= Written exercise a =
Copy the part of the learning design post from "As part of a" up to and including "reasons for this.".

──────── Page excerpt ────────

As part of a push for Learning Engineering, Carnegie Mellon University recently released their learning design tools. I’ve been aware of CMU’s Open Learning Initiative for a suite of reasons, and their tools for separate reasons. And I think both are good. I don’t completely align with their approach, but that’s ok, and I regularly cite their lead as a person who’s provided sage advice about doing good learning design. Further, their push, based upon Herb Simon’s thoughts about improving uni education, is a good one. So what’s going on, and why?
First, let’s be fair, most uni learning design isn’t very good. It’s a lot of content dump, and a test. And, yes, I’m stereotyping. But it’s not all that different from what we see too often in corporate elearning. Not enough practice, and too much content. And we know the reasons for this.

──────── Information provided ────────

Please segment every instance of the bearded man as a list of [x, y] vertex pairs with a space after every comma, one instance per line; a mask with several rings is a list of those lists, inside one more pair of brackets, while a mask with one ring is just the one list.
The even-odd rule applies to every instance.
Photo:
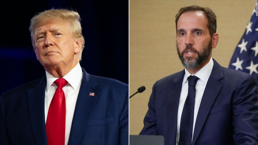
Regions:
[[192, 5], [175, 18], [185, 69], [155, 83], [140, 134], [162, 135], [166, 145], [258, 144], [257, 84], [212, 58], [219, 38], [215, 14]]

────────
──────── Information provided ────────

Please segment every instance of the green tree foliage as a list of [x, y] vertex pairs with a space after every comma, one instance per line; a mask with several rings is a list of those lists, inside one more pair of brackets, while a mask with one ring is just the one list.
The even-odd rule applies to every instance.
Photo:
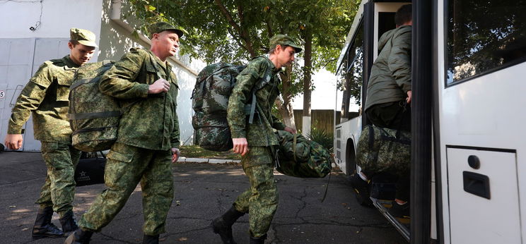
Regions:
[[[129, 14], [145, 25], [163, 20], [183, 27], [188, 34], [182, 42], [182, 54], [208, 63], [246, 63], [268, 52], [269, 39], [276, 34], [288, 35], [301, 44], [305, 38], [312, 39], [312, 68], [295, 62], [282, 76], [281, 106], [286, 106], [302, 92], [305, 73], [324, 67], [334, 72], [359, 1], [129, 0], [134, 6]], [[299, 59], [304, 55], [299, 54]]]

────────
──────── Information provided ────────

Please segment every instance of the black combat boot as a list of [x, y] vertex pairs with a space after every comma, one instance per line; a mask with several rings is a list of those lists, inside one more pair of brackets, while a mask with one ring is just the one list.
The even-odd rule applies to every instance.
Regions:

────────

= Written exercise b =
Output the entries from the line with "Please segment every instance of the green" up to and including the line with "55], [299, 54]]]" as a two-column CSV with the headers entry_text and answer. Use one row per entry, put each field in quotes, replace line breaks with spaces, and leave the pictures out.

= Task result a =
As part of a push for Learning Engineering, Carnegie Mellon University recently released their learning design tools. I’ve been aware of CMU’s Open Learning Initiative for a suite of reasons, and their tools for separate reasons. And I think both are good. I don’t completely align with their approach, but that’s ok, and I regularly cite their lead as a person who’s provided sage advice about doing good learning design. Further, their push, based upon Herb Simon’s thoughts about improving uni education, is a good one. So what’s going on, and why?
First, let’s be fair, most uni learning design isn’t very good. It’s a lot of content dump, and a test. And, yes, I’m stereotyping. But it’s not all that different from what we see too often in corporate elearning. Not enough practice, and too much content. And we know the reasons for this.

= Task result b =
entry_text,answer
"Please segment every instance of the green tree foliage as a list of [x, y] vertex pairs with a space after every comma, one instance per line; a mask with several rings is a list of those lists, inside one more pair of brackets, while a mask with one ring is just the one list. The even-odd rule applies to every instance. Photo: Regions:","[[[129, 14], [145, 25], [163, 20], [183, 27], [188, 34], [182, 42], [182, 54], [208, 63], [246, 63], [268, 52], [269, 39], [276, 34], [288, 35], [301, 44], [305, 38], [312, 39], [312, 68], [295, 62], [282, 76], [281, 106], [286, 106], [302, 92], [305, 73], [324, 67], [334, 72], [359, 1], [129, 0], [134, 6]], [[299, 59], [304, 55], [299, 54]]]"